WORK ITEM: Identify all lines in the listing that include the word "leaf", and copy them out.
────────────────────
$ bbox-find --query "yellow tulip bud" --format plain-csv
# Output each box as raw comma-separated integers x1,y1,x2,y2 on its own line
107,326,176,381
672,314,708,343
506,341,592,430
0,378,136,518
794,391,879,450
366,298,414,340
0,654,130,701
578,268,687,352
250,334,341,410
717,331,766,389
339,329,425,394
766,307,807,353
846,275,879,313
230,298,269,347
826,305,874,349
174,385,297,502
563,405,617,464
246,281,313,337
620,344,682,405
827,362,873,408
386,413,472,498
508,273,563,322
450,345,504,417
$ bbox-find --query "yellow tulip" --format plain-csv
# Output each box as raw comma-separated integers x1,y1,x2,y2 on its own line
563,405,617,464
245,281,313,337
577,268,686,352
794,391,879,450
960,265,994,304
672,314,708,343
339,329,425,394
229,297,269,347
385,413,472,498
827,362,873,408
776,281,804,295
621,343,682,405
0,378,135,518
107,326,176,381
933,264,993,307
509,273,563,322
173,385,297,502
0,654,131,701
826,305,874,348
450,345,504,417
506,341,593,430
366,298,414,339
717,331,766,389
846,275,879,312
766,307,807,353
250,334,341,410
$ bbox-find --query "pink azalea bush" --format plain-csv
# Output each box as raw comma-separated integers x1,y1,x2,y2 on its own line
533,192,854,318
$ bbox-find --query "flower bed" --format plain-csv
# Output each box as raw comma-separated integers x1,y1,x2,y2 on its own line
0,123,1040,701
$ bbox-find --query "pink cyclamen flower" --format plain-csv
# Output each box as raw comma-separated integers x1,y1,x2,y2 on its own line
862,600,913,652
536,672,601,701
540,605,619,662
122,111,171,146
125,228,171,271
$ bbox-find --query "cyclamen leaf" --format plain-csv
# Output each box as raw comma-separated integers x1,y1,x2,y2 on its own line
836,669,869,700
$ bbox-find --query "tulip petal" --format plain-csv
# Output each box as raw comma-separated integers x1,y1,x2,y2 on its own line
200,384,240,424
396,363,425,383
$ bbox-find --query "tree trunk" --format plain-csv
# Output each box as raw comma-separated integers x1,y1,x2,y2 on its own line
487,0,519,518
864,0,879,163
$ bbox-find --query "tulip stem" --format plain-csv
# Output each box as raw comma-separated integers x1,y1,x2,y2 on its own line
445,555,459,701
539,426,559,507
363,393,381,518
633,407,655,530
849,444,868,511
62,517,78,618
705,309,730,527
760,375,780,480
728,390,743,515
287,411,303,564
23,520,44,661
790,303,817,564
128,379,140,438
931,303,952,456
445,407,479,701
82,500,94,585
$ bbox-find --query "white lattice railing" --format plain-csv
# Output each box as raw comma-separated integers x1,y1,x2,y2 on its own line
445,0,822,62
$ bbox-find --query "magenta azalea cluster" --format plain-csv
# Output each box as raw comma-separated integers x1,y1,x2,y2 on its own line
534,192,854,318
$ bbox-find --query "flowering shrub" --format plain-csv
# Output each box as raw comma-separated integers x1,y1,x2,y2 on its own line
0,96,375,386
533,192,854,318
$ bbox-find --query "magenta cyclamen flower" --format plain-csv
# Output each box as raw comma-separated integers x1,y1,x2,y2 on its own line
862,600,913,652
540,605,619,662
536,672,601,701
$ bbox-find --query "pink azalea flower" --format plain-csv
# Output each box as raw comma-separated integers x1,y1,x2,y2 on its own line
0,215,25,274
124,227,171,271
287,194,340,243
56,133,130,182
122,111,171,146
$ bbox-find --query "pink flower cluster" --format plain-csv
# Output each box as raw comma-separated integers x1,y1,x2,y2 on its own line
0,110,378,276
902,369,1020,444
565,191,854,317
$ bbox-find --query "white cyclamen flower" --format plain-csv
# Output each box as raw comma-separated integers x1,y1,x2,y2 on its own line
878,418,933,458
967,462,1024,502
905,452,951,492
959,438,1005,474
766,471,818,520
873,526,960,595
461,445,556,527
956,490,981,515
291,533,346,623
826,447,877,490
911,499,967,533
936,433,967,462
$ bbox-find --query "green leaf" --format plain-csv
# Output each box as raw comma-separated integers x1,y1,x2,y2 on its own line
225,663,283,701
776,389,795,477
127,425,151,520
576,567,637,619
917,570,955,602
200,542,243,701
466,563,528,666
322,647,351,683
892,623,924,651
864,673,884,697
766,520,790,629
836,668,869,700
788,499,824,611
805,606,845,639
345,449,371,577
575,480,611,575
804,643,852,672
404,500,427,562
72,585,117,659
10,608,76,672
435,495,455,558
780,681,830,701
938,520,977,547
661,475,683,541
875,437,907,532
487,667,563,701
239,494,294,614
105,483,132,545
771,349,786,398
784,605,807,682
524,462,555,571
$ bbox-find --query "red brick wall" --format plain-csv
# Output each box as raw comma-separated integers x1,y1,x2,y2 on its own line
────────────────────
WORKED SOLUTION:
$ bbox-find --query "cyclamen leaf" --format plain-csv
$ bbox-find --query "green leaf" --format plain-csv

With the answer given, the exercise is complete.